Set problem
Copy each of the entries below verbatim, from the first line to the last.

## begin

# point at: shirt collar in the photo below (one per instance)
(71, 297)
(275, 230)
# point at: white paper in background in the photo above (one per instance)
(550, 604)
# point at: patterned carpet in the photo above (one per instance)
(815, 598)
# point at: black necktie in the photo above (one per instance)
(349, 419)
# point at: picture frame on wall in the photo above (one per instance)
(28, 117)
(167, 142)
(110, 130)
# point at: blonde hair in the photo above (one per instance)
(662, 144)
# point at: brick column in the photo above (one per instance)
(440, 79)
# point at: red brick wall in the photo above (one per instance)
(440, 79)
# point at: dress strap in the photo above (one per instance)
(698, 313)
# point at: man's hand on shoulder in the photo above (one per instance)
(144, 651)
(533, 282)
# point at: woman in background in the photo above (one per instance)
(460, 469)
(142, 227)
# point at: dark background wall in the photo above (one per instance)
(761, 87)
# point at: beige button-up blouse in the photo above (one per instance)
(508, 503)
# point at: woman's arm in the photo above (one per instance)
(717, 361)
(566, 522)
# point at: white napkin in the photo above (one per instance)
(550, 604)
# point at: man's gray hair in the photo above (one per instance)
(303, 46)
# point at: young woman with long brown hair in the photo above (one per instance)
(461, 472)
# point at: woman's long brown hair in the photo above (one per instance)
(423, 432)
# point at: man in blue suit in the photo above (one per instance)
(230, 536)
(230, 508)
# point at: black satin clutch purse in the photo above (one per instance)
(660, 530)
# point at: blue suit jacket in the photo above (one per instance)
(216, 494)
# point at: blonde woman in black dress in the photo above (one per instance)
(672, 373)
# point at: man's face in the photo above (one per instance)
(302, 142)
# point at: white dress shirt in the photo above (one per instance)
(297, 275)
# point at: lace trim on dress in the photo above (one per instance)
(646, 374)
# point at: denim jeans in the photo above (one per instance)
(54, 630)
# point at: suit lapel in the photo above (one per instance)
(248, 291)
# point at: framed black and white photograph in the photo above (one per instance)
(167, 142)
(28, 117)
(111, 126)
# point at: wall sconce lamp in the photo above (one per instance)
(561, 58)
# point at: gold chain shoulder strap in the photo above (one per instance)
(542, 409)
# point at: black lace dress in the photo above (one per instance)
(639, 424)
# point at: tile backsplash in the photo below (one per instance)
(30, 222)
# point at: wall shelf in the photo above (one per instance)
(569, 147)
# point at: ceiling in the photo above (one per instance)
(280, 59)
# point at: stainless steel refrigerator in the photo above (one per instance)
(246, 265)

## end

Response to the task
# point at: shirt collar in the photo below (one per instance)
(71, 297)
(275, 230)
# point at: white paper in background in the photo above (one per instance)
(550, 604)
# point at: patterned carpet in the photo above (one per instance)
(815, 598)
# point at: black necktie in the photo above (one per instance)
(349, 419)
# point at: picture frame on wall in the photo above (one per instance)
(28, 117)
(167, 142)
(110, 130)
# point at: blonde hair in the photo above (one per instance)
(662, 144)
# point at: brick column in the photo above (one per instance)
(440, 79)
# point at: red brick wall in the photo above (one per instance)
(440, 79)
# point at: dress strap in the photo above (one per instance)
(698, 313)
# point at: man's hand on shoulder in the photo above (one per instance)
(144, 651)
(533, 282)
# point at: woman in background in the photo above (one per instance)
(460, 469)
(142, 227)
# point at: dark background wall in the photo above (one per instance)
(761, 87)
# point at: beige button-up blouse in the photo above (one per instance)
(508, 503)
# point at: woman's arm in the photo above (one per instance)
(717, 361)
(566, 522)
# point at: white napkin in the photo above (one per instance)
(550, 604)
# point at: man's gray hair in the photo above (one per instance)
(303, 46)
# point at: young woman with long brown hair in the photo above (one per instance)
(461, 472)
# point at: woman's long brown hair in the photo above (one per instance)
(423, 432)
# point at: man in blue suit in the photo above (one per instance)
(230, 536)
(230, 508)
# point at: black satin clutch purse in the photo above (one per instance)
(660, 530)
# point at: blue suit jacket in the photo above (one per instance)
(216, 494)
# point at: blonde woman in black dress in the photo above (one per instance)
(672, 373)
# point at: man's face in the photo above (one per instance)
(302, 142)
# point at: white dress shirt in the photo above (one per instance)
(297, 275)
# point at: lace trim on dress in the photo above (one per instance)
(646, 374)
# point at: denim jeans in the photo above (one per instance)
(54, 630)
# point at: suit lapel in the photo above (one per instance)
(248, 291)
# point at: framed black and white photograph in the photo above (one per instance)
(167, 142)
(28, 117)
(111, 126)
# point at: wall sconce lamp in the photo above (one per instance)
(561, 58)
# point at: gold chain shoulder strap in the photo above (one per instance)
(542, 409)
# point at: black lace dress in the photo above (one per instance)
(639, 424)
# point at: tile backsplash in the photo below (one per instance)
(30, 222)
# point at: wall shelf in the photo above (one per instance)
(569, 147)
# point at: ceiling in the photo above (one per instance)
(280, 59)
# point at: stainless steel refrigerator in the photo above (one per instance)
(246, 265)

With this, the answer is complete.